:: DOCUMENT ::

# Event at CFB Borden



## Jake (10 Jun 2006)

CFB Borden is having an event on June 24-25th with displays and air shows for anyone in the Borden area who would like to attend. I saw a poster for it in the Future Shop window for it today.(I wasn't sure where to post this, if it's in the wrong spot feel free to move it)


----------



## dk (11 Jun 2006)

It's the Borden Armed Forces Day and Air Show.
More info at http://www.bordenafd.ca/


----------



## Jake (11 Jun 2006)

Thanks for the link.


----------



## PViddy (11 Jun 2006)

Hey, 

That's great thanks for the link.  Would anyone have any info about th Trenton airshow this year ? 

thanks,

PV


----------



## Oz_ (11 Jun 2006)

There is no airshow in Trenton this year.


----------



## PViddy (11 Jun 2006)

That's what i thought.

Thanks,

PV


----------



## JBP (11 Jun 2006)

Heck I would minding spending my day off up in Borden at this little fiasco but does anyone know apprx how long it takes to drive to Borden from St. Catharines/Niagara Falls??? I imagine about 3 hours or so???

Joe


----------



## JBP (11 Jun 2006)

PS Folks>

For those into Air Shows specifically, the Canadian International Airshow this year at CNE is having a F-22 Raptor!!! I myself got all giggly when I seen this and it confirms I will be going for sure... There are also many other awesome demonstration fighters there this year like F-16, F-15 and CF-18 and F/A-18 Superhornet!!!

This is going to be one heck of a show compare to usual. Strangely I didn't notice the Snowbirds on the line up and thier ALWAYS there?!?!? Anyone have any info on that??? Maybe I just missed them in the lineup whe I got all giggly about the F-22....  

Just think, 72,000lbs of static afterburner thrust blowing by you 1500ft away!!! THAT will wake your adrenaline glands up!

Anyone plan on going/want to setup a "meet and greet"??? I'm going Saturday Sept 3?... The first day of the show...


----------



## Conquistador (11 Jun 2006)

A Raptor, eh? I might take a look into the show, only problem for me would be getting there.


----------



## dk (11 Jun 2006)

R031 Pte Joe said:
			
		

> Heck I would minding spending my day off up in Borden at this little fiasco but does anyone know apprx how long it takes to drive to Borden from St. Catharines/Niagara Falls??? I imagine about 3 hours or so???

:::
:: LISTED RECORDS ::

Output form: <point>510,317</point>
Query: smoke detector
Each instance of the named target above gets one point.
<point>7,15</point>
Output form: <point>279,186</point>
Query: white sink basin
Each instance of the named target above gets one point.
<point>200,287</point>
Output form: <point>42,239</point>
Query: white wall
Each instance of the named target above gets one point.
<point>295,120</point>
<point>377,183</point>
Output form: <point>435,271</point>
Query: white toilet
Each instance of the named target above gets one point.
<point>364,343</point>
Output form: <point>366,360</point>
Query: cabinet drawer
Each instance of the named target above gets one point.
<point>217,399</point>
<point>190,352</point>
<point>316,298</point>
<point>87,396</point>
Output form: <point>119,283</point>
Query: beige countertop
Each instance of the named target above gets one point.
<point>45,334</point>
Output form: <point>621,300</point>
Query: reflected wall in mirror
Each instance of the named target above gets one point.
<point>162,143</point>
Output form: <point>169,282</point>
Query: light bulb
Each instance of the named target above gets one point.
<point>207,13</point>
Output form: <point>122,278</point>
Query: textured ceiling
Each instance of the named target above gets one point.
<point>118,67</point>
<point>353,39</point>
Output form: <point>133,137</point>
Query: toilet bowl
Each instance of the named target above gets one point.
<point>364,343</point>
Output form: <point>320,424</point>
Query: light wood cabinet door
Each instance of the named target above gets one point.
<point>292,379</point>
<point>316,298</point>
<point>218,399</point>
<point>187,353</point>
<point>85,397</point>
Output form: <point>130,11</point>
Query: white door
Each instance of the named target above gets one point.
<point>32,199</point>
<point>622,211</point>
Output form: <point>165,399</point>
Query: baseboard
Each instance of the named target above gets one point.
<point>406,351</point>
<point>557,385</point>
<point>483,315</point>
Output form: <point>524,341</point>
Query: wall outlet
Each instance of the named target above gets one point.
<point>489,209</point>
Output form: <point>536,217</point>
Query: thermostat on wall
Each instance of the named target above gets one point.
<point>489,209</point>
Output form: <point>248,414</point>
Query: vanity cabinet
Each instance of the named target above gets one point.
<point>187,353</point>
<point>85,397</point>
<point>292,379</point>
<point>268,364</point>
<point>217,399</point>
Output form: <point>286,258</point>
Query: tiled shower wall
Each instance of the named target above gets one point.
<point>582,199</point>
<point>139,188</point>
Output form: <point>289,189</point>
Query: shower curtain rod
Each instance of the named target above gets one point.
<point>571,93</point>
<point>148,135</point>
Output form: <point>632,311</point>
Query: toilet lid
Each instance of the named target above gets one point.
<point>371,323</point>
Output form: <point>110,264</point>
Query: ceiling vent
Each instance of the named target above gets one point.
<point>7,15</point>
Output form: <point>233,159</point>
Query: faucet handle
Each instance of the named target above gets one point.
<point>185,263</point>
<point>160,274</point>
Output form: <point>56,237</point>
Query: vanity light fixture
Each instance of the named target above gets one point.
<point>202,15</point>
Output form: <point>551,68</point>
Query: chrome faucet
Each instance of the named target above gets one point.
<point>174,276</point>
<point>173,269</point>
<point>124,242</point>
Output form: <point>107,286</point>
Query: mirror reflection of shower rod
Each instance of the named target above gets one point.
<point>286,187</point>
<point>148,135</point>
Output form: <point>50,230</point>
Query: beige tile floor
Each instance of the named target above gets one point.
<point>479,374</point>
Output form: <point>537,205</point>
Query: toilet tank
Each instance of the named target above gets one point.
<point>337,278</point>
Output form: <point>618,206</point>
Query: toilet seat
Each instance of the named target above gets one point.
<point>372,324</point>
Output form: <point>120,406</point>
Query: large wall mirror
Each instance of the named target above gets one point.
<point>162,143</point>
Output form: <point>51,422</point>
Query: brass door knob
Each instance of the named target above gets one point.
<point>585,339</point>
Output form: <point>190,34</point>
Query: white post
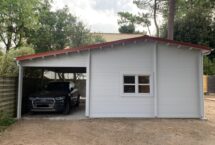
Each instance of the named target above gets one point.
<point>87,111</point>
<point>201,94</point>
<point>19,99</point>
<point>155,80</point>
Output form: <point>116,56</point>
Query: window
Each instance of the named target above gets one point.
<point>143,84</point>
<point>136,84</point>
<point>129,84</point>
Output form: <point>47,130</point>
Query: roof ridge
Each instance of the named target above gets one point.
<point>105,44</point>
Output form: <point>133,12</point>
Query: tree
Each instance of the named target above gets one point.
<point>127,29</point>
<point>57,30</point>
<point>195,23</point>
<point>148,9</point>
<point>171,19</point>
<point>15,16</point>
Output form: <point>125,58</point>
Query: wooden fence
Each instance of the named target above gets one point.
<point>8,91</point>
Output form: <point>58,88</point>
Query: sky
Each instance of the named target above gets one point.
<point>97,15</point>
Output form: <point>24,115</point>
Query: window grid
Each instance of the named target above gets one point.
<point>137,84</point>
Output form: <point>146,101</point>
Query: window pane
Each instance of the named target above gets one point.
<point>144,89</point>
<point>129,79</point>
<point>129,89</point>
<point>143,79</point>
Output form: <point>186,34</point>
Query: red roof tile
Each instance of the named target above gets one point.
<point>106,44</point>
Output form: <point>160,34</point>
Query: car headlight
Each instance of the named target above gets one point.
<point>31,98</point>
<point>60,98</point>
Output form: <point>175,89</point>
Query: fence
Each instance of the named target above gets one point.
<point>8,91</point>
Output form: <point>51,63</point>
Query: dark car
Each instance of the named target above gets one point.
<point>57,97</point>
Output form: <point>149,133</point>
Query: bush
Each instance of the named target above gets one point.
<point>8,66</point>
<point>5,120</point>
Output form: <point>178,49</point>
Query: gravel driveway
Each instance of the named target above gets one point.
<point>114,131</point>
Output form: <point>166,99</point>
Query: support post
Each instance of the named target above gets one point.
<point>155,51</point>
<point>19,99</point>
<point>201,94</point>
<point>87,111</point>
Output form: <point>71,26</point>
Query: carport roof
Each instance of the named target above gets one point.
<point>204,49</point>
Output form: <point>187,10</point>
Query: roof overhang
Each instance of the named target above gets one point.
<point>204,49</point>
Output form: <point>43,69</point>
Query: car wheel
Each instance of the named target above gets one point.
<point>67,109</point>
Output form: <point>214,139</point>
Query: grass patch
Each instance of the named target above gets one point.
<point>5,120</point>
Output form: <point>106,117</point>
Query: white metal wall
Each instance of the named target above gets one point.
<point>107,67</point>
<point>178,82</point>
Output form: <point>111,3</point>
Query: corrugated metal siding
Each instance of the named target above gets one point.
<point>107,67</point>
<point>178,92</point>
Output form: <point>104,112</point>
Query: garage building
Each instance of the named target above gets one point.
<point>137,77</point>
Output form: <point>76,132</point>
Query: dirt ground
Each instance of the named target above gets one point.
<point>115,131</point>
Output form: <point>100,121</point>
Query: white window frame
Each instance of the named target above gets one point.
<point>136,93</point>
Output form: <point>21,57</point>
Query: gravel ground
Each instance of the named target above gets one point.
<point>114,131</point>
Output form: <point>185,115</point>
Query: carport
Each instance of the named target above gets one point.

:::

--- WHAT TO DO ---
Decide whether each statement agrees with the forum thread. Answer yes or no, and quote the words of the thread that settle it. 1. The event at CFB Borden takes place on June 24-25th. 2. An airshow is being held in Trenton this year. 3. A poster for the Borden event was seen in the Future Shop window.

--- RESULT OF THIS TASK ---
1. Yes: "CFB Borden is having an event on June 24-25th"
2. No: "There is no airshow in Trenton this year."
3. Yes: "I saw a poster for it in the Future Shop window for it today."